• PASSAGE TO READ
◇ ◇ ◇ ◇ ◇ ◇ ◇

At many of Accra’s beaches, old clothes from the secondhand trade wash ashore and become tangled in the sand. (Rapheal Kwame Acheampong)

 

Early in the morning at a busy corner of Kwame Nkrumah Avenue, I met up with Liz Ricketts, co-founder of The Or Foundation. Aside from the intensity of purpose radiating from her gray eyes, she looked like a summer camp counselor, dressed in shorts and a T-shirt, with a backpack, waterproof hiking sandals and a baseball cap. Liz is what people in Ghana call an “obroni,” a white foreigner. She and her partner, Branson Skinner, left their jobs in fashion in 2011, and have since split their time between the U.S. and Ghana in order to document the problems in Kantamanto and help the people who work there through outreach, medical care, financial relief and advocacy.

Because of how little academic research has been conducted on the secondhand clothing economy in Ghana, The Or Foundation has (for better or worse) become the principal authority on the inner workings of Kantamanto. Fixing the injustice of the secondhand fashion system is Liz’s life mission, and after years of effort she finally had the money to make an impact.

In June 2022, The Or Foundation became the recipient of a $15 million donation from Chinese fast-fashion giant Shein to study and mitigate the effects of clothing waste at Kantamanto. Given Shein’s documented history of labor violations, toxic levels of lead in their clothing, and contribution to the global overproduction of clothing and resulting textile waste, the decision to accept the donation was bound to cause controversy.

Before Liz announced the partnership at the 2022 Global Fashion Summit in Copenhagen, she had given her usual speech about the problems faced by the people who work at Kantamanto and the injustices of the global secondhand clothing trade.

“Several people in the audience were crying,” she recalled. “People were looking at me with pity, like, ‘We have to help her. This is so sad,’ etc. And I hate that. And then five minutes later, I make an announcement that we’re getting help, and the reaction is: ‘How dare you?’”

◇ ◇ ◇ ◇ ◇ ◇ ◇

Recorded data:
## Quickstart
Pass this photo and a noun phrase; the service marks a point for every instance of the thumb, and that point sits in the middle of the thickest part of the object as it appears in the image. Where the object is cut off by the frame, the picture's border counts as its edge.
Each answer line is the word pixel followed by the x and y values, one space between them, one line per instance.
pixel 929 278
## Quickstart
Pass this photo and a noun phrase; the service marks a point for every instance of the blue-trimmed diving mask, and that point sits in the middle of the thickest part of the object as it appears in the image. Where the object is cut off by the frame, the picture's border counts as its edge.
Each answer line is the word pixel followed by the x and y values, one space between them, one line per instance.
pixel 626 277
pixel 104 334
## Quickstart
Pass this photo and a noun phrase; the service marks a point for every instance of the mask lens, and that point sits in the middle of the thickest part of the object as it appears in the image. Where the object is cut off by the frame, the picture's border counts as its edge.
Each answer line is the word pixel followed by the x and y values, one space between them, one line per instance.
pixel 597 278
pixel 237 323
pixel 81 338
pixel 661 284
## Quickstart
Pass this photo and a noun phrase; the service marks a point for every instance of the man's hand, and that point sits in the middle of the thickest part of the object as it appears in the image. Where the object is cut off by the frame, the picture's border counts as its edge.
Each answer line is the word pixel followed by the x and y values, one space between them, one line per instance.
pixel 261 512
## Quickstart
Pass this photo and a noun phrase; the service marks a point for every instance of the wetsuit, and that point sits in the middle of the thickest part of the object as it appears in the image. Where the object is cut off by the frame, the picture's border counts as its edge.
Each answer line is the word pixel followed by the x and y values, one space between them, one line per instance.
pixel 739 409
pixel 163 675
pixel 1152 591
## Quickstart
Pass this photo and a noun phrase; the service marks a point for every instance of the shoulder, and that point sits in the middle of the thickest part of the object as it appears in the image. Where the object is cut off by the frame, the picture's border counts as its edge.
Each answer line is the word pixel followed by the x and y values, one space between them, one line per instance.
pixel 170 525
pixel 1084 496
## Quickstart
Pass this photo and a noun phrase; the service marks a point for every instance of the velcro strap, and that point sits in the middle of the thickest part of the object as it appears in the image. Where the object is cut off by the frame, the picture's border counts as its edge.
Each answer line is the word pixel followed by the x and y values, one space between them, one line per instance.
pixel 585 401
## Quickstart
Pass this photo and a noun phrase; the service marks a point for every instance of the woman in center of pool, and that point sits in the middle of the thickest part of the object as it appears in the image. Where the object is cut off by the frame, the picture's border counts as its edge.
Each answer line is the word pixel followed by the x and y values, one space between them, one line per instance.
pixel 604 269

◇ ◇ ◇ ◇ ◇ ◇ ◇

• EXERCISE INSTRUCTIONS
Please copy the full passage on The Or Foundation and the Kantamanto secondhand clothing trade, word for word. The listing plays no part in this.

• EXPECTED OUTPUT
At many of Accra’s beaches, old clothes from the secondhand trade wash ashore and become tangled in the sand. (Rapheal Kwame Acheampong)

 

Early in the morning at a busy corner of Kwame Nkrumah Avenue, I met up with Liz Ricketts, co-founder of The Or Foundation. Aside from the intensity of purpose radiating from her gray eyes, she looked like a summer camp counselor, dressed in shorts and a T-shirt, with a backpack, waterproof hiking sandals and a baseball cap. Liz is what people in Ghana call an “obroni,” a white foreigner. She and her partner, Branson Skinner, left their jobs in fashion in 2011, and have since split their time between the U.S. and Ghana in order to document the problems in Kantamanto and help the people who work there through outreach, medical care, financial relief and advocacy.

Because of how little academic research has been conducted on the secondhand clothing economy in Ghana, The Or Foundation has (for better or worse) become the principal authority on the inner workings of Kantamanto. Fixing the injustice of the secondhand fashion system is Liz’s life mission, and after years of effort she finally had the money to make an impact.

In June 2022, The Or Foundation became the recipient of a $15 million donation from Chinese fast-fashion giant Shein to study and mitigate the effects of clothing waste at Kantamanto. Given Shein’s documented history of labor violations, toxic levels of lead in their clothing, and contribution to the global overproduction of clothing and resulting textile waste, the decision to accept the donation was bound to cause controversy.

Before Liz announced the partnership at the 2022 Global Fashion Summit in Copenhagen, she had given her usual speech about the problems faced by the people who work at Kantamanto and the injustices of the global secondhand clothing trade.

“Several people in the audience were crying,” she recalled. “People were looking at me with pity, like, ‘We have to help her. This is so sad,’ etc. And I hate that. And then five minutes later, I make an announcement that we’re getting help, and the reaction is: ‘How dare you?’”